Reproduce the listing below line for line, without any changes, and omit the pictures from your output.
++++ ENTRIES PROVIDED ++++
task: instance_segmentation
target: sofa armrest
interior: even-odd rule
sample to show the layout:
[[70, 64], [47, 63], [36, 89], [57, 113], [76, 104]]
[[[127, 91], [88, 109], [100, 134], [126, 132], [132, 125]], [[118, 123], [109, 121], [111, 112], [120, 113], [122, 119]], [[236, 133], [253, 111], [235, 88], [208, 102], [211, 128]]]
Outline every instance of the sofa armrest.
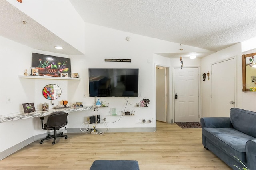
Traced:
[[202, 117], [200, 119], [202, 128], [233, 128], [229, 117]]
[[248, 140], [245, 145], [247, 167], [256, 170], [256, 139]]

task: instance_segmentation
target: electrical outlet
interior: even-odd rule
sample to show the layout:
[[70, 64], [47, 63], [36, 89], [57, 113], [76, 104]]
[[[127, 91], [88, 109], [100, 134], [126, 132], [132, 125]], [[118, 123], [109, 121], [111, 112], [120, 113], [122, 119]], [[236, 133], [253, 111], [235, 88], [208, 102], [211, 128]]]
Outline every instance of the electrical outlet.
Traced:
[[6, 98], [6, 103], [11, 103], [11, 98], [10, 97], [7, 97]]

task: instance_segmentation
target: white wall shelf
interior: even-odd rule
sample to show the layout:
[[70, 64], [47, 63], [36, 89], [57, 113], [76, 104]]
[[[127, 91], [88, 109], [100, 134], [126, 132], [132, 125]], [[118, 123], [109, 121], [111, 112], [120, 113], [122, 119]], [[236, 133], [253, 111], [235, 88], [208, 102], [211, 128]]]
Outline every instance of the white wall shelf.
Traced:
[[51, 76], [37, 76], [31, 75], [19, 75], [19, 78], [22, 79], [51, 79], [54, 80], [80, 80], [81, 78], [60, 77], [58, 77]]

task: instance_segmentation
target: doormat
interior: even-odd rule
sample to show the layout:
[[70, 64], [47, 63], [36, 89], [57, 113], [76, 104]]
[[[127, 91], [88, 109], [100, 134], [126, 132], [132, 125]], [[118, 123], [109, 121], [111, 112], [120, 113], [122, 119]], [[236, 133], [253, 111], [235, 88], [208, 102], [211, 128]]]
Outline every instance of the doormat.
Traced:
[[202, 128], [199, 122], [176, 122], [176, 124], [182, 128]]

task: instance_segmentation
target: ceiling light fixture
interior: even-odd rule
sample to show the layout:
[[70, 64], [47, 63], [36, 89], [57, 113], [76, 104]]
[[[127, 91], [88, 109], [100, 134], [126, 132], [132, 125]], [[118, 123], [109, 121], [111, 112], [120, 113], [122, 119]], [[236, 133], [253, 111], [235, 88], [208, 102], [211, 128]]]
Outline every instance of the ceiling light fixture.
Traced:
[[190, 55], [190, 56], [189, 57], [189, 58], [190, 58], [190, 59], [195, 59], [196, 58], [196, 55]]
[[58, 49], [63, 49], [63, 48], [61, 47], [60, 47], [59, 46], [56, 46], [54, 47], [54, 48]]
++++
# COMPLETE OUTPUT
task: instance_segmentation
target: sofa armrest
interior: even-odd rule
sample to show the layout:
[[70, 64], [47, 63], [36, 89], [57, 113], [76, 104]]
[[[127, 91], [88, 109], [100, 134], [126, 132], [132, 125]], [[118, 123], [109, 121], [111, 112], [120, 113], [122, 119]], [[236, 133], [253, 111], [235, 88], [208, 102], [211, 128]]]
Outline every instance of the sofa armrest.
Traced:
[[202, 117], [200, 119], [202, 128], [233, 128], [229, 117]]
[[248, 140], [245, 145], [247, 167], [256, 170], [256, 139]]

task: instance_segmentation
target: electrical outlet
interior: even-odd rule
sample to show the layout:
[[70, 64], [47, 63], [36, 89], [57, 113], [76, 104]]
[[[127, 91], [88, 109], [100, 134], [126, 132], [132, 125]], [[118, 123], [109, 121], [111, 112], [120, 113], [122, 119]], [[236, 133], [253, 111], [235, 88], [208, 102], [211, 128]]]
Outline every instance of the electrical outlet.
Traced:
[[6, 98], [6, 103], [11, 103], [11, 98], [10, 97], [7, 97]]

task: instance_segmentation
target: white wall shelf
interior: even-odd rule
sample to show the layout:
[[70, 64], [47, 63], [36, 89], [57, 113], [76, 104]]
[[[127, 91], [88, 109], [100, 134], [126, 132], [132, 125]], [[118, 123], [109, 121], [111, 112], [120, 113], [122, 119]], [[236, 133], [253, 111], [235, 88], [208, 102], [211, 128]]]
Outline every instance of the white wall shelf.
Traced:
[[51, 76], [37, 76], [31, 75], [19, 75], [19, 78], [22, 79], [51, 79], [54, 80], [80, 80], [81, 78], [60, 77], [58, 77]]

task: instance_segmentation
target: doormat
interior: even-odd rule
sample to show the layout:
[[70, 64], [47, 63], [36, 89], [57, 113], [76, 104]]
[[[127, 91], [88, 109], [100, 134], [126, 132], [132, 125]], [[118, 123], [109, 121], [111, 112], [120, 113], [122, 119]], [[236, 133], [253, 111], [235, 88], [208, 102], [211, 128]]]
Outline every instance of the doormat.
Traced:
[[202, 128], [199, 122], [176, 122], [176, 124], [182, 128]]

task: instance_segmentation
target: ceiling light fixture
interior: even-odd rule
sample to show the layout:
[[70, 64], [47, 63], [36, 89], [57, 113], [76, 104]]
[[[127, 91], [88, 109], [100, 134], [126, 132], [132, 125]], [[118, 123], [109, 121], [111, 112], [120, 113], [122, 119]], [[236, 133], [253, 111], [235, 88], [208, 102], [211, 128]]]
Outline every instance of the ceiling light fixture.
Traced:
[[190, 55], [190, 56], [189, 57], [189, 58], [190, 58], [190, 59], [195, 59], [196, 58], [196, 55]]
[[58, 49], [63, 49], [63, 48], [61, 47], [60, 47], [59, 46], [56, 46], [54, 47], [54, 48]]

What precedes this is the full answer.